YOUR INSTRUCTIONS |
Select every line in the data below that contains the word "cliff", and copy those lines out in full.

### SUPPLIED MATERIAL ###

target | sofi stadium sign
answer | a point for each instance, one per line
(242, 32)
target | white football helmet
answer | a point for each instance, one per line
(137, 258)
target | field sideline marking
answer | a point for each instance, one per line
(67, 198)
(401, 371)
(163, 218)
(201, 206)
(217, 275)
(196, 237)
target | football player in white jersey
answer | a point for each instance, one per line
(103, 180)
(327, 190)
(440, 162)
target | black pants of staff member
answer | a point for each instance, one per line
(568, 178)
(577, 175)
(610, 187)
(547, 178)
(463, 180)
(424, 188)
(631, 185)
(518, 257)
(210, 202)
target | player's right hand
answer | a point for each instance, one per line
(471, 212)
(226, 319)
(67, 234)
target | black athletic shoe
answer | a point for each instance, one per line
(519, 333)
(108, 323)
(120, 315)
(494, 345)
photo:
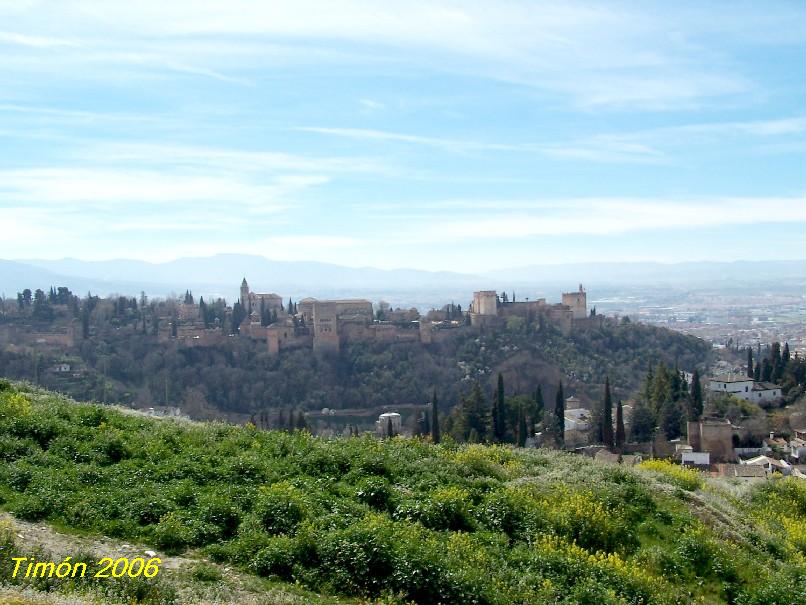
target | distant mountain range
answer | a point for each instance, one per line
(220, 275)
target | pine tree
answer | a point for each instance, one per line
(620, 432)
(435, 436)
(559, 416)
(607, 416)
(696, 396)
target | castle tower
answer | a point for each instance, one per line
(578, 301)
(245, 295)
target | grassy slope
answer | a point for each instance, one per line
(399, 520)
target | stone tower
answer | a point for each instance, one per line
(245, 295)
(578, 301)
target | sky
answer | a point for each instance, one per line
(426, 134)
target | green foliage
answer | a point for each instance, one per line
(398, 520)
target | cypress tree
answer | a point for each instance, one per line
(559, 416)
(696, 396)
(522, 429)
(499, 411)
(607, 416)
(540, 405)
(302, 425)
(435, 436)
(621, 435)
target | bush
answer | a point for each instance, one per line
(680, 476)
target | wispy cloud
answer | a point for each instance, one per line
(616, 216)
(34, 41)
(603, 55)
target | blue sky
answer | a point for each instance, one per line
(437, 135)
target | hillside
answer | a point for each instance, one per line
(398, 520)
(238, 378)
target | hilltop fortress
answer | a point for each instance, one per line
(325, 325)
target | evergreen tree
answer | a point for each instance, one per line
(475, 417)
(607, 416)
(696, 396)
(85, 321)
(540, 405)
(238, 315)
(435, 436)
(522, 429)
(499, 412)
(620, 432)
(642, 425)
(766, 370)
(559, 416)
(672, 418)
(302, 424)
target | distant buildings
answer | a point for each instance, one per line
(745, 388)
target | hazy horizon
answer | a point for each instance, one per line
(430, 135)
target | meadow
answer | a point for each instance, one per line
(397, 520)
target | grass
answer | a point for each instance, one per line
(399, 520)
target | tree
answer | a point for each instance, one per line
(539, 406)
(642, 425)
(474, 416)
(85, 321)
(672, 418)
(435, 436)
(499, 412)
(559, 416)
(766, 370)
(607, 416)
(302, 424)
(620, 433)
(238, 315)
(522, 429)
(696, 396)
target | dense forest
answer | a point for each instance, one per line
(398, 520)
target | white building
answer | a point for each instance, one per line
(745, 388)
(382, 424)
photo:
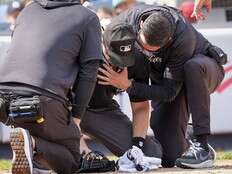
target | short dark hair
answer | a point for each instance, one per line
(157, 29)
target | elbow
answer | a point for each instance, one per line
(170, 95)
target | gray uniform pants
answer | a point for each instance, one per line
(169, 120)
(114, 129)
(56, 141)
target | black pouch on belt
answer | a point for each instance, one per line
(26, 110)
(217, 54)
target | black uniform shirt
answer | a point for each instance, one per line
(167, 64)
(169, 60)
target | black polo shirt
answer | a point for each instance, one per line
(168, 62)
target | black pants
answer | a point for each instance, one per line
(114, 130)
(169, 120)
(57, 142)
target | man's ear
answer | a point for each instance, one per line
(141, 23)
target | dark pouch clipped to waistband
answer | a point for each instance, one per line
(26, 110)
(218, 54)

###
### SUPPLIED MATERIAL ###

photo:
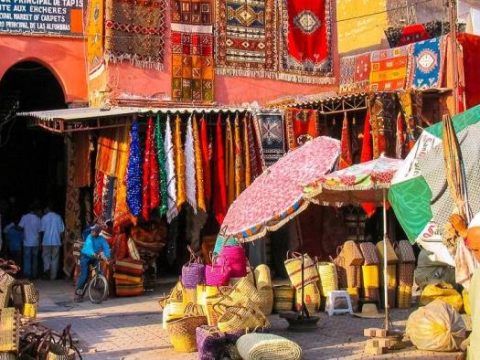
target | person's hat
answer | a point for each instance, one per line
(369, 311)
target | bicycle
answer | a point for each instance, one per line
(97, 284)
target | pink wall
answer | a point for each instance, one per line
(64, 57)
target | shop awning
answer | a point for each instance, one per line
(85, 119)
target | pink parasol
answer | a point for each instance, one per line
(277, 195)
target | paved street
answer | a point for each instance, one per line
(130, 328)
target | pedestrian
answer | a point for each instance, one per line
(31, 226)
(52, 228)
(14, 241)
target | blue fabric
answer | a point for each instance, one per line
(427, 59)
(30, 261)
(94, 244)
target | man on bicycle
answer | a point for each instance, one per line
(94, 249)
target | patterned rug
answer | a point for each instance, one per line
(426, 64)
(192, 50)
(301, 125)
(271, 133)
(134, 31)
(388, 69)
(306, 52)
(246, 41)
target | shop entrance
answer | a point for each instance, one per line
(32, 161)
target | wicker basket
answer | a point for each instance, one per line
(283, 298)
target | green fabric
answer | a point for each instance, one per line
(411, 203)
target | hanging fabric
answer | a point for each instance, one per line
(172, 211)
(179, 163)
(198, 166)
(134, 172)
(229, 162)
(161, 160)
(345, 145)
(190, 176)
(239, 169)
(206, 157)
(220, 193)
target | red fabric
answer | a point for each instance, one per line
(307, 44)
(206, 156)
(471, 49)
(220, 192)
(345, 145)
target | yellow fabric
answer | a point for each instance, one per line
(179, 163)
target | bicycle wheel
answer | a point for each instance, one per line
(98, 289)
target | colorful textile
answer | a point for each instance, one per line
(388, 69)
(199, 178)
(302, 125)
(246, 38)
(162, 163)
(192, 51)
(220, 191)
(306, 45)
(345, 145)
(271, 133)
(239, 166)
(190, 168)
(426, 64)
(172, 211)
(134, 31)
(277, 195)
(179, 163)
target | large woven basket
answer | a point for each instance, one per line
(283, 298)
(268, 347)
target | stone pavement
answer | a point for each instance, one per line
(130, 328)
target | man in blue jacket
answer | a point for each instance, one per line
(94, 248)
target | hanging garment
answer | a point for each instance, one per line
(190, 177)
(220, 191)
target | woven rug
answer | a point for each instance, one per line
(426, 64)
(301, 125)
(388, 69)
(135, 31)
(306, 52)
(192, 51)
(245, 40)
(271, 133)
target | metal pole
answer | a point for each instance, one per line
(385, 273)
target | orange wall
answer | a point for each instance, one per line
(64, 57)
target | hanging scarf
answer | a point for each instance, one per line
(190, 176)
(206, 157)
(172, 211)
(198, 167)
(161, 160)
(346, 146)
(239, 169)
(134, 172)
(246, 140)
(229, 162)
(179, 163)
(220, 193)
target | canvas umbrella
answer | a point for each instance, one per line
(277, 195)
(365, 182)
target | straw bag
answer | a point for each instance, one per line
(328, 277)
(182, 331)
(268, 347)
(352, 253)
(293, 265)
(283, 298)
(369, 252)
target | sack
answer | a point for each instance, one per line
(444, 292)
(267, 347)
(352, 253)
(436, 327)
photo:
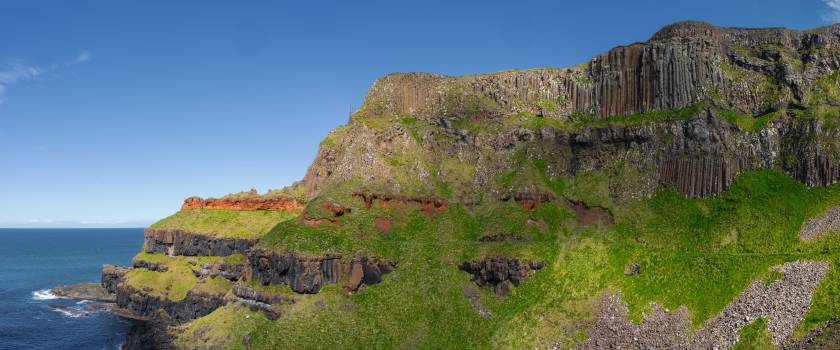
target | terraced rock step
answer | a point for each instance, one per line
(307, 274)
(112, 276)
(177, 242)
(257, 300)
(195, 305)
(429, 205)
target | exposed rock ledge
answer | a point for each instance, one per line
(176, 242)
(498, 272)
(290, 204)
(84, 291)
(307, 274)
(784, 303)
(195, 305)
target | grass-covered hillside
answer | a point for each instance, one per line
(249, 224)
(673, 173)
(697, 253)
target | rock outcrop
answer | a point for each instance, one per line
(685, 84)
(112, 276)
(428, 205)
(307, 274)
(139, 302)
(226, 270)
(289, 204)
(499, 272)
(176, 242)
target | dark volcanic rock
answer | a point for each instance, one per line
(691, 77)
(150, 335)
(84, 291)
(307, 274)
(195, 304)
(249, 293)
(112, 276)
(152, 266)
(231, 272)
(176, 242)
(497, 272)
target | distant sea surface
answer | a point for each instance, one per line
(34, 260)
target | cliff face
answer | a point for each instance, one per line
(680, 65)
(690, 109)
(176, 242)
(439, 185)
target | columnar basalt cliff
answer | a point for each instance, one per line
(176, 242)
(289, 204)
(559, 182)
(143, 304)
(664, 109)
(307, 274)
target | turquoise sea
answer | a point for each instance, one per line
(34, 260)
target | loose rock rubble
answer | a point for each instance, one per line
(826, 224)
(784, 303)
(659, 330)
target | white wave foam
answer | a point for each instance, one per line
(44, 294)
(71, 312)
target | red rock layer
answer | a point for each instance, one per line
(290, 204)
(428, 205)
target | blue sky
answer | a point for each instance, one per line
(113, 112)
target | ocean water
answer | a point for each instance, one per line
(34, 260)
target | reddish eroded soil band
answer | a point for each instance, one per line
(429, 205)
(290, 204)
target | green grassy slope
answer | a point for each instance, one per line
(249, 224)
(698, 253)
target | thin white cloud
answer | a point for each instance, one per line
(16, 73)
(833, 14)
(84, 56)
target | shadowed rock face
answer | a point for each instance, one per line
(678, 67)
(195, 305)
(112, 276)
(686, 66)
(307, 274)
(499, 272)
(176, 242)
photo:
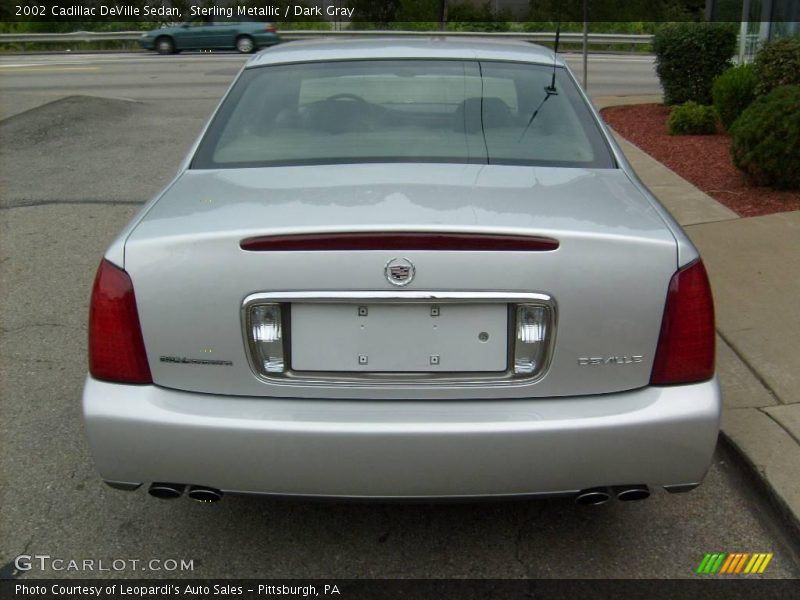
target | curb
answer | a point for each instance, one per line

###

SOLUTION BELOW |
target | cliff face
target | columnar basalt cliff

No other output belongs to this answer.